Data:
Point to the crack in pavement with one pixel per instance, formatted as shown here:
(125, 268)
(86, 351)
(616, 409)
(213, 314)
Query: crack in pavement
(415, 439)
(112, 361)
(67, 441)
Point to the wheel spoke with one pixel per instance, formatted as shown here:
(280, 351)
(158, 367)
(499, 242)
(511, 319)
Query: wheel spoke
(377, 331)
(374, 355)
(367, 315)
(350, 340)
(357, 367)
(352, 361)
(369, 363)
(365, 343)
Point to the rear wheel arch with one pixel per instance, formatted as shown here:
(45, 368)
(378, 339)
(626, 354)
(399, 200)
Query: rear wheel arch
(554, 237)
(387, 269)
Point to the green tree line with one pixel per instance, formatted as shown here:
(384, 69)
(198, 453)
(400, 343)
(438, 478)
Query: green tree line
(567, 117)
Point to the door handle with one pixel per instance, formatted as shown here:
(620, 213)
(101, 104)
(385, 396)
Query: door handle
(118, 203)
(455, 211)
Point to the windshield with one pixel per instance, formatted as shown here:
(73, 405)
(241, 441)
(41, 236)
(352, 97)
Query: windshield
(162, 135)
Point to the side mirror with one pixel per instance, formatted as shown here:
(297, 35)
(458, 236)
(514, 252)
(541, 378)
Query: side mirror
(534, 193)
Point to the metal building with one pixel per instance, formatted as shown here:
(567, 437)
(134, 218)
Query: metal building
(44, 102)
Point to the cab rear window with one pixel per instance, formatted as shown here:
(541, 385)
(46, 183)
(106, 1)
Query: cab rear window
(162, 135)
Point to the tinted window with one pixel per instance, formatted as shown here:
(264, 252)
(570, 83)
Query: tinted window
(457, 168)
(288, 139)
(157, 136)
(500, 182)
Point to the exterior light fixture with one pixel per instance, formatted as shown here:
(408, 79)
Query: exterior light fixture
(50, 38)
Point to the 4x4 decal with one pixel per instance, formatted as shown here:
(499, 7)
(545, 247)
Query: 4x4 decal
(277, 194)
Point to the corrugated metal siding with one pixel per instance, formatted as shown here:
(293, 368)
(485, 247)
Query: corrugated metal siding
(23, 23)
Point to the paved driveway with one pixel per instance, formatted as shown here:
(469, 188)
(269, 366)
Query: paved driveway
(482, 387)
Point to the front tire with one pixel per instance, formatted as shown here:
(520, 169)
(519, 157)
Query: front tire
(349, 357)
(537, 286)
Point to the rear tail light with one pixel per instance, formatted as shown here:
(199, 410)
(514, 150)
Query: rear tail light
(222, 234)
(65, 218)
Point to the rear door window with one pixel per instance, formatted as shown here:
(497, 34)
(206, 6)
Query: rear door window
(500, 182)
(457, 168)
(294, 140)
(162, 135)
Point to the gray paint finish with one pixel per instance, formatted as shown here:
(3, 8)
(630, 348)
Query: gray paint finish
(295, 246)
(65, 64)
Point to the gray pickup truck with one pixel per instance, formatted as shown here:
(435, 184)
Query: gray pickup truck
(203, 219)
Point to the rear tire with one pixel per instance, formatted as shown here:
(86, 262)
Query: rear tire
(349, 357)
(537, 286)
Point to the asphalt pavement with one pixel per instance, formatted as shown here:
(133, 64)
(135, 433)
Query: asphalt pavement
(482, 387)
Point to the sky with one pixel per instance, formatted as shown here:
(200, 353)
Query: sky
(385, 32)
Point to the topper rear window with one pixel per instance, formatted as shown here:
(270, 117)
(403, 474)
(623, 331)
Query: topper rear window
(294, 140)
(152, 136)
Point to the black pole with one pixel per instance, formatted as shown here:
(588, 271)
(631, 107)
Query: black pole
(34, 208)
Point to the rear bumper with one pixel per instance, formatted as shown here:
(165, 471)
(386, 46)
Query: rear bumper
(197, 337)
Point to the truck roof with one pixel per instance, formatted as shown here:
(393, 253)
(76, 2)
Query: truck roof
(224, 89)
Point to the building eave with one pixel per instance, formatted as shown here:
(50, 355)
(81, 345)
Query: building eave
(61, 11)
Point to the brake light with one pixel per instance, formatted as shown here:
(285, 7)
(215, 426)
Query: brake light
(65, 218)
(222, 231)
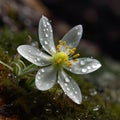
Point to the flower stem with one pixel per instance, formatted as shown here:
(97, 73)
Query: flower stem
(1, 62)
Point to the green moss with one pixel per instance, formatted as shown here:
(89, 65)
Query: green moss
(32, 104)
(10, 40)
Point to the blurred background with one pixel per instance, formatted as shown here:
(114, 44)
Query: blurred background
(100, 20)
(101, 39)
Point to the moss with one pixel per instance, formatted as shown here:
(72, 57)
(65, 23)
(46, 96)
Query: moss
(22, 99)
(10, 40)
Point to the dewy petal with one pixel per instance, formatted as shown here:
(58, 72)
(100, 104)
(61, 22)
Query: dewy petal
(84, 66)
(70, 87)
(73, 36)
(34, 55)
(46, 35)
(45, 78)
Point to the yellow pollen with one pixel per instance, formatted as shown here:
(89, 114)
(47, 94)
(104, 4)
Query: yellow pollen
(59, 59)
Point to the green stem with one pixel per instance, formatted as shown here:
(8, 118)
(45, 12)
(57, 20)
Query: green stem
(6, 65)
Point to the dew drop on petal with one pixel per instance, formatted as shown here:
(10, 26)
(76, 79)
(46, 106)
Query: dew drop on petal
(38, 59)
(46, 42)
(68, 89)
(38, 77)
(84, 70)
(88, 67)
(96, 108)
(46, 35)
(76, 92)
(67, 79)
(48, 23)
(42, 70)
(78, 33)
(66, 84)
(82, 62)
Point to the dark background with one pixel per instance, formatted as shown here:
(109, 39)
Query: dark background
(100, 20)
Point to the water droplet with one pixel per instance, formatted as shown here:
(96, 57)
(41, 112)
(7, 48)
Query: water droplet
(51, 30)
(88, 67)
(76, 92)
(94, 66)
(35, 60)
(46, 42)
(39, 73)
(66, 84)
(41, 39)
(29, 50)
(67, 79)
(84, 70)
(46, 35)
(45, 25)
(93, 92)
(38, 77)
(82, 62)
(42, 70)
(68, 89)
(47, 84)
(71, 93)
(76, 28)
(38, 59)
(96, 108)
(48, 23)
(78, 33)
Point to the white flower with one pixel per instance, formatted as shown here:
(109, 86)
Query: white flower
(58, 59)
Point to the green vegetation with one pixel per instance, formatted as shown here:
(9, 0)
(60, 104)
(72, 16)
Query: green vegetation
(21, 98)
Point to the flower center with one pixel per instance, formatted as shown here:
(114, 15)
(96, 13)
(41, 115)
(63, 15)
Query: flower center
(64, 56)
(60, 59)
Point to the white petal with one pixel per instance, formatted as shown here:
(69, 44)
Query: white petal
(70, 87)
(45, 78)
(46, 35)
(34, 55)
(84, 66)
(73, 36)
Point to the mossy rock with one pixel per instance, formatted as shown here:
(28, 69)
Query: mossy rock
(22, 99)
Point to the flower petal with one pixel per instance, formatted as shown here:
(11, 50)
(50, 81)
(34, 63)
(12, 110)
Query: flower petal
(46, 35)
(70, 87)
(45, 78)
(84, 66)
(73, 36)
(34, 55)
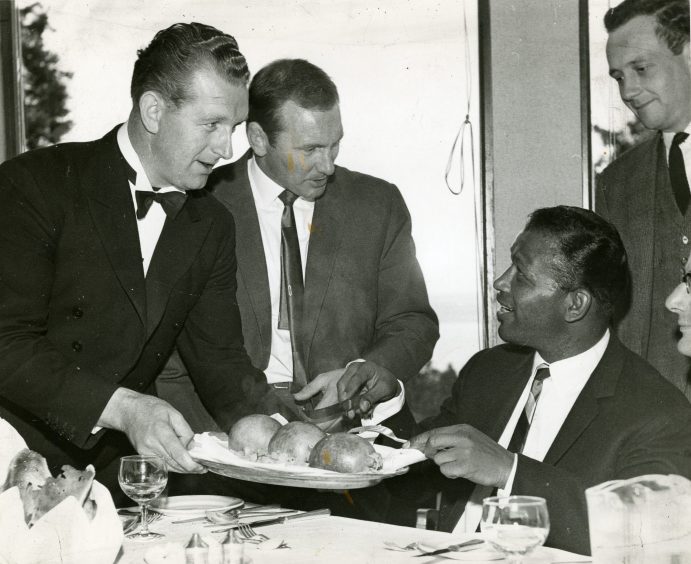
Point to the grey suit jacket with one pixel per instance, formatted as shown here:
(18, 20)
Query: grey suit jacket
(365, 295)
(626, 196)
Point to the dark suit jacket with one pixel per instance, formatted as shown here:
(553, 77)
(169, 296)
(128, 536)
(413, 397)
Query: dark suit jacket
(627, 421)
(77, 317)
(365, 296)
(626, 196)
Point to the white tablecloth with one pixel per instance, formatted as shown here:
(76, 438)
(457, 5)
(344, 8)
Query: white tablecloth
(334, 540)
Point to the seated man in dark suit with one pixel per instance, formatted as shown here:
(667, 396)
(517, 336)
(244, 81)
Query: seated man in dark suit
(564, 405)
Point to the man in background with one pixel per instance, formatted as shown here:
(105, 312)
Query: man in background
(645, 192)
(353, 312)
(563, 405)
(111, 255)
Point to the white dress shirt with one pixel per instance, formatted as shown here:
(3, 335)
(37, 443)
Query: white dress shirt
(559, 392)
(149, 227)
(269, 207)
(685, 147)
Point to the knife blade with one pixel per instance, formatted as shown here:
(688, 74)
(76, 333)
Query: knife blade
(325, 413)
(275, 520)
(461, 547)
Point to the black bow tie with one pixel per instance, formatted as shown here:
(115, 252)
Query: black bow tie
(171, 202)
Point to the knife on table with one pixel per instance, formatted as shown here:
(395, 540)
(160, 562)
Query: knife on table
(280, 519)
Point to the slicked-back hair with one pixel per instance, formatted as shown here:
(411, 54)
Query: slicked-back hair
(672, 17)
(591, 253)
(285, 80)
(168, 63)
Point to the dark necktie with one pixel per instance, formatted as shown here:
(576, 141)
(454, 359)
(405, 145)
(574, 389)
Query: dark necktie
(171, 202)
(677, 173)
(521, 432)
(292, 286)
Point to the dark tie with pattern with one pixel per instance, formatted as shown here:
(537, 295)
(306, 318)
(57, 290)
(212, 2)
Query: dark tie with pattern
(677, 173)
(171, 202)
(521, 432)
(292, 286)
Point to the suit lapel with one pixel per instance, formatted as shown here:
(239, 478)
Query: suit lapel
(178, 245)
(237, 195)
(326, 233)
(510, 385)
(602, 383)
(645, 180)
(112, 211)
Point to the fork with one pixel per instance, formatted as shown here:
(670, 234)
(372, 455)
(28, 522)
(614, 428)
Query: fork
(381, 429)
(250, 534)
(393, 546)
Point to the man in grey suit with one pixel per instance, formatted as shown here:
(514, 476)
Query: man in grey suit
(365, 312)
(645, 193)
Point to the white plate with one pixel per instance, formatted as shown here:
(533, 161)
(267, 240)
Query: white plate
(194, 505)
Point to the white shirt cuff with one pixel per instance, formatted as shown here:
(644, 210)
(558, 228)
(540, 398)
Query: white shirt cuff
(506, 490)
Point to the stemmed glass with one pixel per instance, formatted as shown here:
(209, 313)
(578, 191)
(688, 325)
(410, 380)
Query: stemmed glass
(515, 525)
(143, 477)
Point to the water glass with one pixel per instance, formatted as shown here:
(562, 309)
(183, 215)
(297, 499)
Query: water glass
(515, 525)
(143, 477)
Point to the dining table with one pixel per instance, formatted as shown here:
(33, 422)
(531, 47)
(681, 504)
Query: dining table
(329, 539)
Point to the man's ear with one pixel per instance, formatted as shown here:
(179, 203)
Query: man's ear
(151, 109)
(258, 140)
(578, 303)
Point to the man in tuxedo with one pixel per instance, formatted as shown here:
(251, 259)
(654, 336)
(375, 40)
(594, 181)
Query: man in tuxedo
(111, 255)
(645, 192)
(564, 405)
(364, 319)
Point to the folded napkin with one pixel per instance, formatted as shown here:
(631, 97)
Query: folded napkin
(213, 447)
(64, 535)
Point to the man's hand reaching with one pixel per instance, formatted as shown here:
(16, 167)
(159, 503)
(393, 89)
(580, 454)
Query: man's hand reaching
(372, 382)
(153, 426)
(325, 383)
(461, 451)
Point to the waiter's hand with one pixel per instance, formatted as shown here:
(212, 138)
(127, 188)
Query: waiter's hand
(153, 426)
(374, 383)
(326, 384)
(461, 451)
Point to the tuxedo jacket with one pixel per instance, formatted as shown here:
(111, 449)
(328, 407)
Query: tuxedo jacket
(365, 296)
(77, 317)
(627, 421)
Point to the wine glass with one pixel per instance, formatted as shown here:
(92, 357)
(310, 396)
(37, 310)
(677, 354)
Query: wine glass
(515, 525)
(143, 477)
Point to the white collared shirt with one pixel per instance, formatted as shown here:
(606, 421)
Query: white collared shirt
(668, 137)
(269, 207)
(269, 210)
(151, 226)
(559, 392)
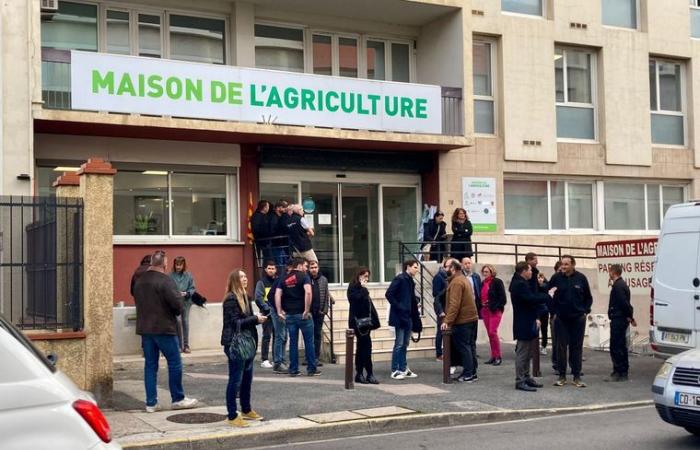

What the task requires:
After locating the line that contains "Point to the 4x4", please copy exactly every line from the start of the records through it, and nothing else.

Output for this task:
Point to the crack in pavement with one pixel per instance, formatted as shown here:
(125, 268)
(86, 351)
(616, 409)
(213, 314)
Query: crack in pavement
(415, 439)
(112, 361)
(67, 441)
Point to the wheel spoke with one pixel per instance, formatted as shown here:
(280, 351)
(158, 367)
(499, 242)
(511, 319)
Query: wheel spoke
(377, 331)
(374, 355)
(367, 315)
(350, 340)
(357, 367)
(352, 361)
(369, 363)
(365, 343)
Point to the rear wheel arch with one pixel per instance, formatted as shown here:
(45, 368)
(378, 339)
(626, 354)
(399, 200)
Query: rear wheel arch
(554, 237)
(387, 269)
Point to the green tree line with one pixel per instance, formatted as shown here:
(384, 69)
(198, 453)
(400, 343)
(438, 478)
Query: green tree line
(567, 117)
Point to the door handle with one pixel per instance, formatted as shown here:
(620, 213)
(101, 104)
(385, 396)
Query: door handle
(118, 203)
(455, 211)
Point to the windshield with one pixel per instance, formatted as shown here:
(73, 405)
(241, 441)
(41, 236)
(352, 97)
Query: windshield
(162, 135)
Point to the side mirror with one pixel per instance, formatted as shown here:
(297, 35)
(458, 236)
(514, 252)
(541, 378)
Query: side mirror
(534, 193)
Point to the metal building with one pixel per instance, formatted as shown here:
(567, 437)
(134, 218)
Query: metal building
(44, 102)
Point to the cab rear window with one pixel per instance, formatted as shown here:
(541, 385)
(46, 183)
(106, 1)
Query: cab rear window
(162, 135)
Point to the tinted window with one pixel per instance, formatted as shown here:
(264, 252)
(570, 83)
Query: tinted window
(457, 168)
(288, 139)
(157, 136)
(500, 182)
Point to the exterior light fixture with one pixel per instance, formatted as shown here:
(408, 79)
Query: exterior light fixture
(50, 38)
Point to the 4x4 decal with one pixel per instance, formatted as shown here:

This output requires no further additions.